── Text

He's right though.. and I don't know any engineers that would be insulted by his statement. The school I went to had a 22% graduation rate for engineering tracks. You usually lost most of them in the second or third year where the real math and application courses started. "C's get degrees" is real. By definition, that means they are an average student... in an engineering course that is not easy.

The vast majority of students going into engineering have zero practical application experience or real world mechanical knowledge. I was one of only a few exceptions in my school as a veteran and as one that had spent his entire adult life previous to school working as a mechanic. I started out at 14 years old working in performance shops in Southern California in the 90's and early 2000's. Then went in to the Army as a M1 Tank Mechanic, then went to work as a heavy diesel Field Service Rep supporting and training military mechanics in Afghanistan.

────

* _Task instructions_:
• 1. In the comment about engineering school, what graduation rate did the writer's school have for engineering tracks?
• 2. Using the comment about engineering school, say whether each statement agrees with it. For each one, answer yes or no and quote the words that decide it: (a) Most engineering students were lost in their first year. (b) The writer served in the Army as an M1 Tank Mechanic. (c) The writer began working in performance shops at age 16.
• 3. Pick up the comment about engineering school after its last sentence and write a few more sentences in the same voice.

── Given information

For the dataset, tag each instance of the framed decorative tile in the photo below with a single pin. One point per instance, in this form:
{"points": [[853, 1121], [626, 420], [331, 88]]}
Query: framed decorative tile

────

* _Answers given_:
• 1. 22%

• 2.
(a) No: "You usually lost most of them in the second or third year where the real math and application courses started."
(b) Yes: "Then went in to the Army as a M1 Tank Mechanic"
(c) No: "I started out at 14 years old working in performance shops"

• 3.
The school I went to is specific to aviation and my entire senior year was spent doing a design and application project with a team of other engineers. My entire job on the team was to make sure we designed something that could actually get built and then to design and build the infrastructure required to actually test our product. It was eye opening the kinds of things these kids would come up with, that were absolutely not practical or even possible to make sometimes. They looked cool in the CAD software though!

We were sponsored by an outside company and designed a 1 metric ton thrust, second stage to orbit, liquid rocket engine. We then had the the injector face and manifolds manufactured and flow tested them on a test stand to show they functioned as designed and flowed the designed amount of fluid. We also manufactured and fired the ignitor for the engine and then presented the whole thing to a panel at the end of our project. Apparently the Air Force purchased the design and the company that sponsored us is building it for them. Our team captain went on to get her Doctorate in Propulsion Engineering from Purdue and I think she is now working at Blue Origin.

All of that to say, lots of the veterans that I went to school with graduated with a 2.5-3.0 GPA and went on to work as Engineers in places like SpaceX, Blue Origin, Garmin, Scaled Composites, NASA, the Air Force Research Lab, etc..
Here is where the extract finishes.